__Artikel__.
- - -
Het begrip ‘materie’ verwijst bijvoorbeeld naar het gebruik van water bij een doopsel en van brood en wijn bij een eucharistieviering. ‘Vorm’ duidt op de formulering die gebruikt wordt bij de toediening van het sacrament, zoals de doopformule ‘Ik doop u … ‘.

Paus Franciscus zei tijdens een samenkomst met de leden van de DDF op 26 januari dat voorzichtigheid is geboden in de omgang met de sacramenten. Het hoofd van de Katholieke Kerk riep iedereen op de schoonheid en de reddende kracht van de sacramenten lief te hebben en te koesteren.

De sacramenten zijn zichtbare tekenen van de aanwezigheid en reddende werkzaamheid van Jezus Christus in zijn Kerk. Geen enkel sacramenteel ritueel mag “naar eigen goeddunken van de bedienaar of de gemeenschap gewijzigd worden of het voorwerp worden van manipulatie”, zegt ook al de Catechismus van de Katholieke Kerk (alinea 1125). “Zelfs het hoogste gezag in de kerk mag de liturgie niet naar eigen goeddunken veranderen. Zij mag dit slechts doen in geloofsgehoorzaamheid en met religieuze eerbied voor het mysterie van de liturgie.”

Gestis verbisque voegt daar onder meer aan toe: “Het lijkt steeds dringender om een kunst van het vieren [ars celebrandi] te ontwikkelen die, op afstand van zowel een rigide rubricisme als van een ongebreidelde fantasie, leidt tot een discipline die moet worden gerespecteerd, juist om authentieke leerlingen te zijn.”

Rubricisme verwijst naar de rubrieken, de in het rood (Latijn: ruber) gedrukte teksten in de ritualia die de celebrant instrueren welke handelingen moeten worden verricht. Ritualia zijn liturgische boeken, zoals het Romeins Missaal. 

De DDF zegt dat het niet zozeer gaat om het precies volgen van een liturgische etiquette. Het gaat om een bepaald soort discipline, “die, als ze met authenticiteit wordt nageleefd, ons vormt; het zijn gebaren en woorden die orde aanbrengen in onze innerlijke wereld, die ons gevoelens, houdingen, gedragingen doen beleven. Ze zijn niet de verkondiging van een ideaal waartoe we ons proberen te laten inspireren, maar ze zijn een handeling die het lichaam in zijn totaliteit betrekt, dat wil zeggen, in zijn eenheid van ziel en lichaam”.
- - -
__Aangeleverd materiaal__.
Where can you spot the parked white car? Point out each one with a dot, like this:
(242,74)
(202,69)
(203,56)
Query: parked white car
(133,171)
- - -
__Opdracht__.
Bewerk een deel van het artikel over de sacramenten: geef de passage die begint bij "Paus Franciscus zei" en eindigt bij "en te koesteren." opnieuw weer, waarbij "samenkomst" wordt vervangen door "bijeenkomst".

__Antwoord__.
Paus Franciscus zei tijdens een bijeenkomst met de leden van de DDF op 26 januari dat voorzichtigheid is geboden in de omgang met de sacramenten. Het hoofd van de Katholieke Kerk riep iedereen op de schoonheid en de reddende kracht van de sacramenten lief te hebben en te koesteren.